GIVEN PROBLEM 1:
List every line of the records that contains the word "projection". Case counts, so match only that exact capitalization.

SELECTED PASSAGE:
Yeah. And that was exactly it. So

Bryan Cantrill:

You know, I gotta say, you can swear and make airplane references. I don't know how I feel about tail book references.

Adam Leventhal:

Yeah. That one's more complicated.

Katie Moussouris:

I know. It's it's it's complicated. But

Bryan Cantrill:

Yeah. Exactly.

Katie Moussouris:

Right after I launched the bug bounty programs, and got back from, the conference where I spoke about them first, On my door, someone had put that comic on my office door, and I was like, who did this? You know? But, no. It was actually it was a mixed level of enthusiasm inside of Microsoft. Some people thought I was crazy.

Katie Moussouris:

I mean, they thought I was crazy for that reason, not for the real reasons. And, you know, some people were like, no. No. This is clearly what we need to do. But I even got a guy, you know, who, when I was trying to socialize this idea early, did one of the classic Microsoft reactions was, I will do my best impersonation of this man.

Katie Moussouris:

He goes, that's the stupidest fucking idea I've ever had in my life. And I was like, oh, nice. I got swears in Irish, bro. You know, everything. I got to swear at by a VP in Irish.

Katie Moussouris:

You know? And, and what was funny was as soon as it launched and it was showing, like, good results and we were getting, you know, bugs early in the beta period, we also were boundying, we were the first vendor to bounty techniques, like exploitation techniques as opposed to just 0 days. Right? And that was something that it was the highest bounty in the world at the time that was ongoing from a vendor, ongoing year round and not tied to, like, a a competition like Pwn2Own or or or the Pwnium competition. But this was a $100,000 for a new exploitation technique.

Katie Moussouris:

And I know those numbers sound tiny now because it's been a decade and, you know, the the bounties have gone up quite a bit. But, we started getting new techniques reported to us. And before, we'd only get those from actually seeing exploitation in the wild. So when these programs started, like, returning real results of what I had said, like, look, if we do this, we're gonna get better bugs earlier, faster, you know, these kinds of things. And it and the the guy who had cussed me out in the Irish brogue was one of the first ones to, email, you know, one of those big reply all emails and was like, oh, I'm so glad to see this program.

Katie Moussouris:

I've always been a big believer in what you're doing. And I'm like, oh my god. You know? Like, I'm like, this guy, this freaking guy. You know?

MATERIAL SUPPLIED:
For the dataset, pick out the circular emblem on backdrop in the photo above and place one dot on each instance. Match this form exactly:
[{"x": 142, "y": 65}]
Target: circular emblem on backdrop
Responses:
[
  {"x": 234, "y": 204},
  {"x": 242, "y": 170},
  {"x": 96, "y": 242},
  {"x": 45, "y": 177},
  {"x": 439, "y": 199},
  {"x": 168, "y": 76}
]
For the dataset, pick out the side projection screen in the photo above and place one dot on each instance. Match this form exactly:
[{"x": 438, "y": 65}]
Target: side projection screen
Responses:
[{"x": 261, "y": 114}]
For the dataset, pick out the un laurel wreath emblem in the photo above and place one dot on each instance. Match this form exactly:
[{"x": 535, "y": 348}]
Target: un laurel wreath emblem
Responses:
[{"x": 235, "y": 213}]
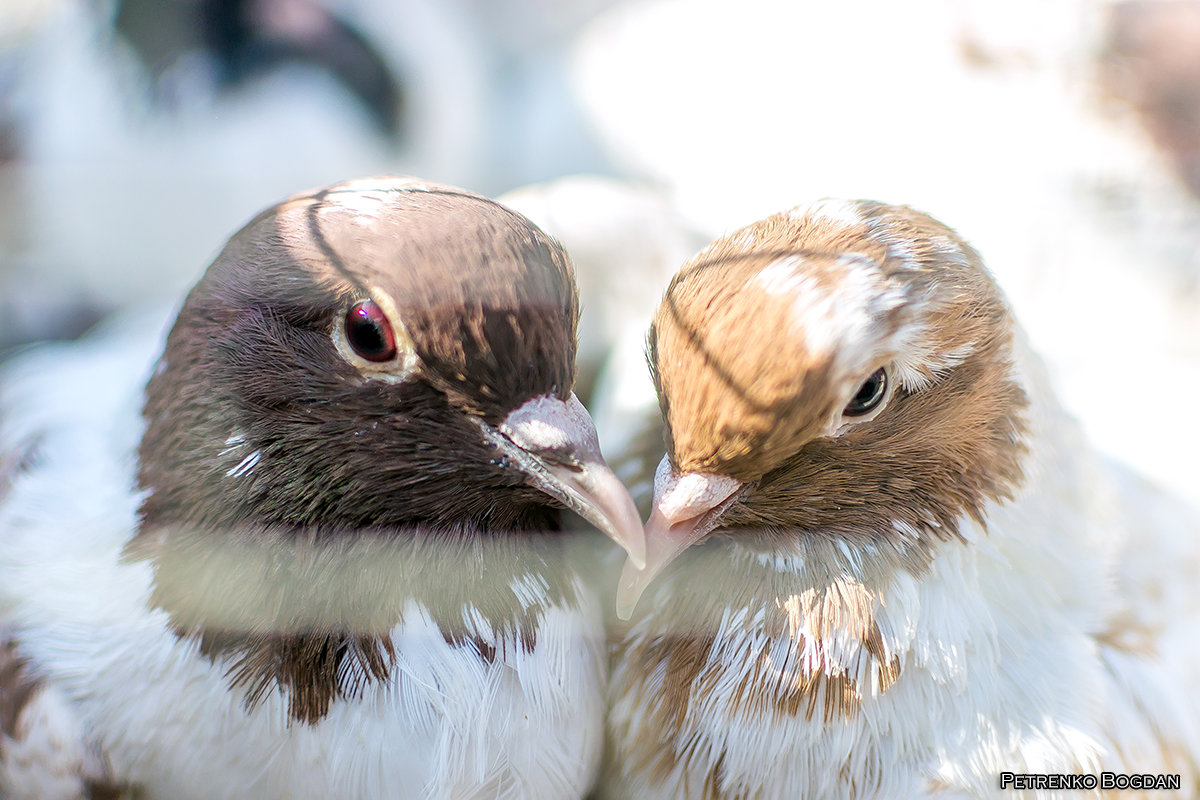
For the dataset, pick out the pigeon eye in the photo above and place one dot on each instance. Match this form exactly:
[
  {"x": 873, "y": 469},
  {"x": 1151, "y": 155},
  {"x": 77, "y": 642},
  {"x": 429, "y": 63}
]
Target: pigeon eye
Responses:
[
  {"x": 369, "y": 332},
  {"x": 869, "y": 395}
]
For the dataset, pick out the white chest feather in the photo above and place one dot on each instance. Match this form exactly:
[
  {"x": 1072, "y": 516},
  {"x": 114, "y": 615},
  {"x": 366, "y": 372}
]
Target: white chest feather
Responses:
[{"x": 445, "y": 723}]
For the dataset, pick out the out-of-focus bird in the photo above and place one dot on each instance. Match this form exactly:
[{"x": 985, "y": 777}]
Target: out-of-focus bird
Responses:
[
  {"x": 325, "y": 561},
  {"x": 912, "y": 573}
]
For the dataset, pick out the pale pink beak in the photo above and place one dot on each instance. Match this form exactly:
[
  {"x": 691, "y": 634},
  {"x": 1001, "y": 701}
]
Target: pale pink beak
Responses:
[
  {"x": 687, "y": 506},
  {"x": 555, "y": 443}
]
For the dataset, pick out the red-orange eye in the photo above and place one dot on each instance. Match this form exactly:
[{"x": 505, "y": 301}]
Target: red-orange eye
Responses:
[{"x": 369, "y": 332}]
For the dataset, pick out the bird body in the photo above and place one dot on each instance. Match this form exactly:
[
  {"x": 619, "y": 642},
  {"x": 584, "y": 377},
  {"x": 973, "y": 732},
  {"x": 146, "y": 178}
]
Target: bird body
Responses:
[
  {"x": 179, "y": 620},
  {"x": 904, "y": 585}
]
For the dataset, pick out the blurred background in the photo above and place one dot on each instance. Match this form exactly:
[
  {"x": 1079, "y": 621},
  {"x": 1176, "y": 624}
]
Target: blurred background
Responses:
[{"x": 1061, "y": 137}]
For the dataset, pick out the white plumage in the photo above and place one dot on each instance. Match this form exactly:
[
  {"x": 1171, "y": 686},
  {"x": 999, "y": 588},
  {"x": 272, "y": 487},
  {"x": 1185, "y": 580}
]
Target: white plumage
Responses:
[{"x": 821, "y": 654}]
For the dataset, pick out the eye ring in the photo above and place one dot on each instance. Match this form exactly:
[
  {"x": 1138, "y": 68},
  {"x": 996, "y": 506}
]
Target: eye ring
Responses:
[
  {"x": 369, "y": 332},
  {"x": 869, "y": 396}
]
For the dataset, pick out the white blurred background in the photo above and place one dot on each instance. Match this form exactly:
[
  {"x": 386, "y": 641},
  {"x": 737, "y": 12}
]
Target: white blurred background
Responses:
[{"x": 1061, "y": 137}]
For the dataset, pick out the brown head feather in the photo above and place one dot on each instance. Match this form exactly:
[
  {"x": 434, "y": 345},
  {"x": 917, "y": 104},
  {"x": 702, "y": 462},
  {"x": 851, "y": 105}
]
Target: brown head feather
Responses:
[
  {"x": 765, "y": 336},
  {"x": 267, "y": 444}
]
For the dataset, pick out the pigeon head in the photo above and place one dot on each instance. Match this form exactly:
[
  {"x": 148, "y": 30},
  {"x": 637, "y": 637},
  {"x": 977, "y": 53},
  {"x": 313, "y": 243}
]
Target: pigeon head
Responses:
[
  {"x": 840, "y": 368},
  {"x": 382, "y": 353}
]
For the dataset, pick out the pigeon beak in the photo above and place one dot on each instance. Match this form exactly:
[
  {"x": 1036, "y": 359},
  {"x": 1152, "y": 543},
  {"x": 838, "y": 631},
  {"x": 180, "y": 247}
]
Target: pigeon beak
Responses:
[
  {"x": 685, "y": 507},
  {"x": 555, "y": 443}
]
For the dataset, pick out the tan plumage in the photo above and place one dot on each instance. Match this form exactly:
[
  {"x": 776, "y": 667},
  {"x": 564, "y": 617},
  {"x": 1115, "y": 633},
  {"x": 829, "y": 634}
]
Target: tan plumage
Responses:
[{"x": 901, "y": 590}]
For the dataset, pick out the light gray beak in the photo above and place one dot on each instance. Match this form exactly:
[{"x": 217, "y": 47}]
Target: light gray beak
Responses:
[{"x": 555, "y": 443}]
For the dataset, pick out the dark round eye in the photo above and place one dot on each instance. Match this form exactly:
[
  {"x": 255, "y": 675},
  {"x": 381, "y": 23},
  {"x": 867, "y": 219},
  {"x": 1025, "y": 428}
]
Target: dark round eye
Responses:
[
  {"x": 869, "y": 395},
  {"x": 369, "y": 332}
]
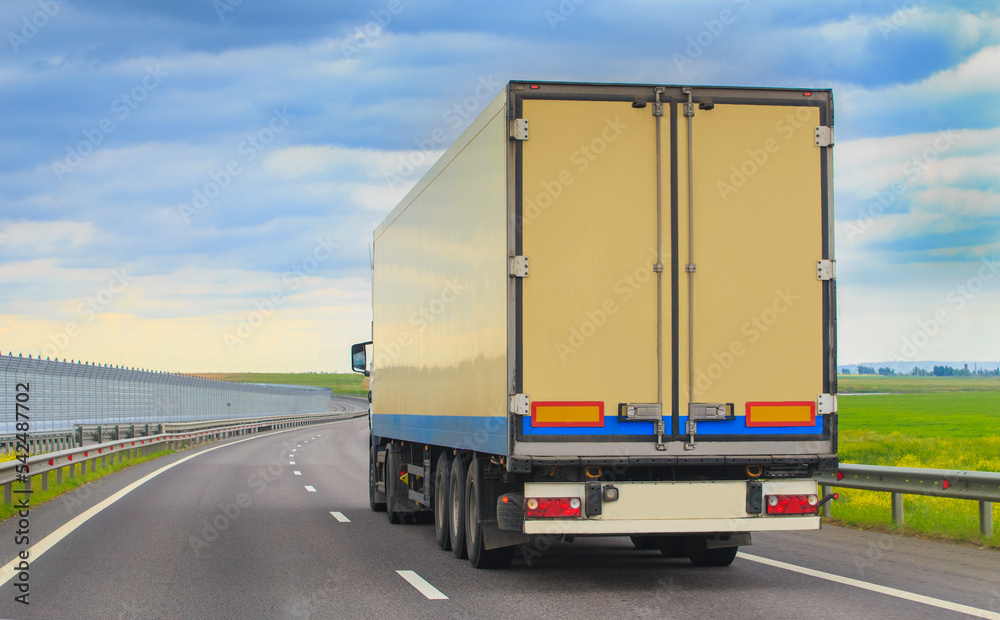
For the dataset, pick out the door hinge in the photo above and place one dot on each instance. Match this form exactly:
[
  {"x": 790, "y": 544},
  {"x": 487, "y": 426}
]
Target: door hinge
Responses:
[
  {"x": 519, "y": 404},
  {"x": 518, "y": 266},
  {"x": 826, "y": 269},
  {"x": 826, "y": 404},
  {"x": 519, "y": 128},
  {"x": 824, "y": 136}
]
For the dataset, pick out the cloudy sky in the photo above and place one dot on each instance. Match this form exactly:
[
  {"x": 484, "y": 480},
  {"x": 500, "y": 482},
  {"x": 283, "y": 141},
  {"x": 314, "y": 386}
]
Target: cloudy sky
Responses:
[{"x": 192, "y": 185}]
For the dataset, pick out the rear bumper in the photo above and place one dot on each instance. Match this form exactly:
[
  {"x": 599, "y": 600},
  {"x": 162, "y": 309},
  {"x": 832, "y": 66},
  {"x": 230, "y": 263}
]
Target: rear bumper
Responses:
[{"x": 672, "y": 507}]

GIVEN PROBLEM 2:
Translate this sentence from the transcript about bug bounty programs into French: "But, we started getting new techniques reported to us."

EXERCISE ANSWER 1:
For the dataset, pick out the side projection screen in the photo above and place one dot on each instance. Match this form exactly:
Target: side projection screen

EXERCISE ANSWER 2:
Mais nous avons commencé à recevoir des signalements de nouvelles techniques.